__O que fazer__: Reproduza sem alterações, do texto sobre a tarde de piadas e histórias na cozinha, tudo desde "Saíram casos de" até "mesa, outras melancias.".

__Texto fornecido__:
┄┄┄┄┄┄

Dessa vez, o ritmo da conversa enveredou por piadas que, de inocentes, sem palavrão ou sexismo, algumas vezes, ou muitas vezes, ficaram sem o eco das gargalhadas. Entretanto, como quem queria terminar um trabalho herculanano, desbravamos a tarde em histórias que parafraseavam nossas vidas e pensamentos, e quem chegava, ou quem estava de passagem, arriscava perder uns minutos de sua viagem para entreouvir lampejos de humoristas que piscavam naquela cozinha.

Piscar mesmo, nós não queríamos. E logo nós nos apressávamos a encaminhar outra história e outra história. Foram tantas falas, tantos risos, tantas falhas. E uma piada atrás da outra, numa simetria que parecia ensaiada para não cortar um fim de uma história, porém emendada para poder emendar as falas, foi-se um contador após outro, alternando-nos por vezes, ficando um sem participar de certa rodada, e conduzimos aquela apresentação como manda o figurino.

Saíram casos de Cambonge, o qual descobri se tratar de Luís de Camões. Bocage foi citado como um safadinho que só pensava naquilo. Saíram histórias de seu Lunga, de mulheres, de quengas e de freiras, de meninos e papagaios. Saíram algumas coisas publicáveis, outras nem tanto. Saíram nossas mentes a viajar, nossos rostos a sorrir, nossas vidas saíram melhores. Aquele ambiente não saiu do lugar, mas ficou parecendo de outro mundo.

E saímos felizes. Alguns de nós ainda tinham pano pra manga. Deixa pra outro dia. É melhor guardar um pouquinho de prosa para ajardinar outra tarde, outro dia, outra mesa, outras melancias.

┄┄┄┄┄┄

__Dados fornecidos__:

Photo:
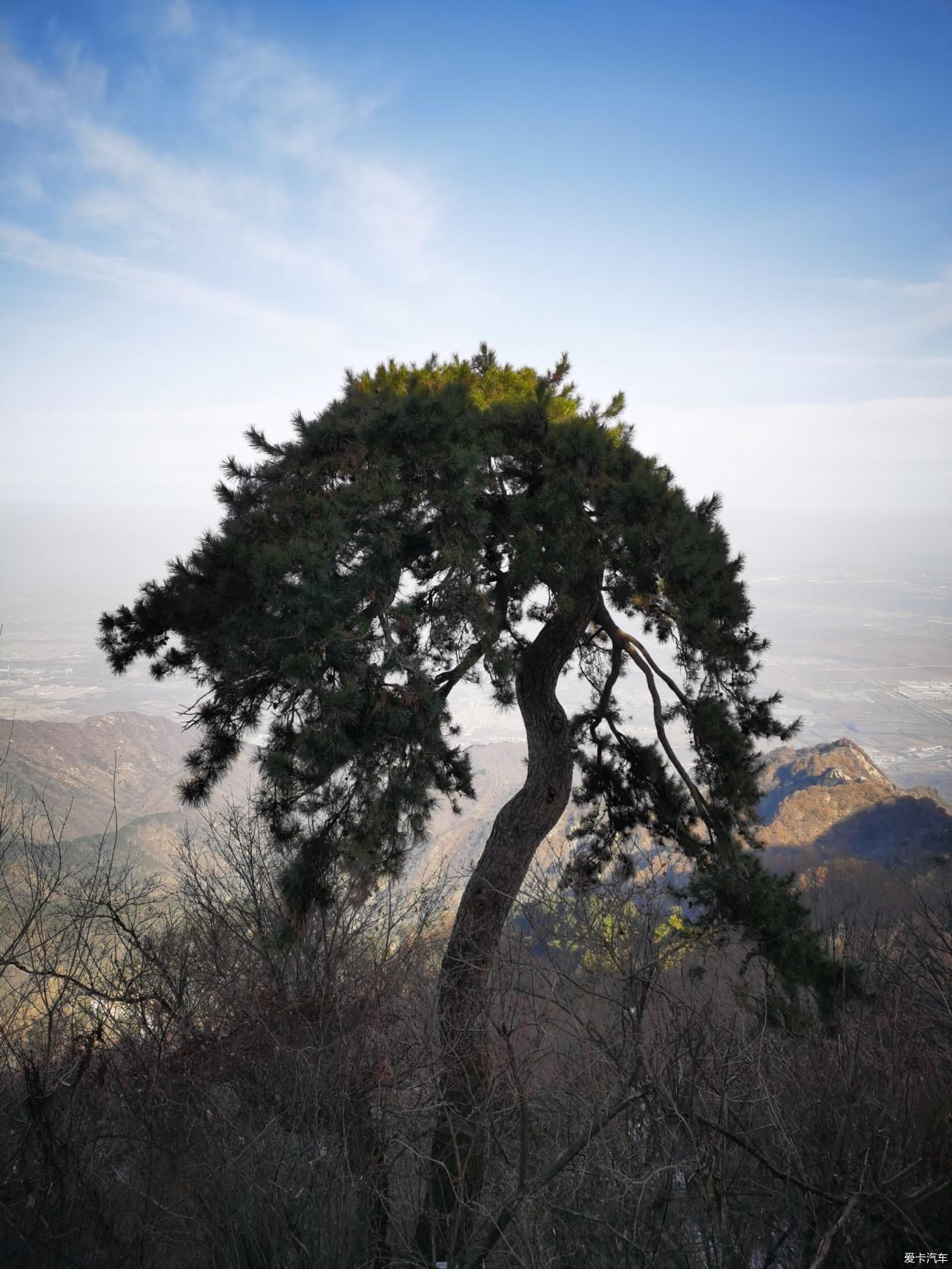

┄┄┄┄┄┄

__Resposta__:
Saíram casos de Cambonge, o qual descobri se tratar de Luís de Camões. Bocage foi citado como um safadinho que só pensava naquilo. Saíram histórias de seu Lunga, de mulheres, de quengas e de freiras, de meninos e papagaios. Saíram algumas coisas publicáveis, outras nem tanto. Saíram nossas mentes a viajar, nossos rostos a sorrir, nossas vidas saíram melhores. Aquele ambiente não saiu do lugar, mas ficou parecendo de outro mundo.

E saímos felizes. Alguns de nós ainda tinham pano pra manga. Deixa pra outro dia. É melhor guardar um pouquinho de prosa para ajardinar outra tarde, outro dia, outra mesa, outras melancias.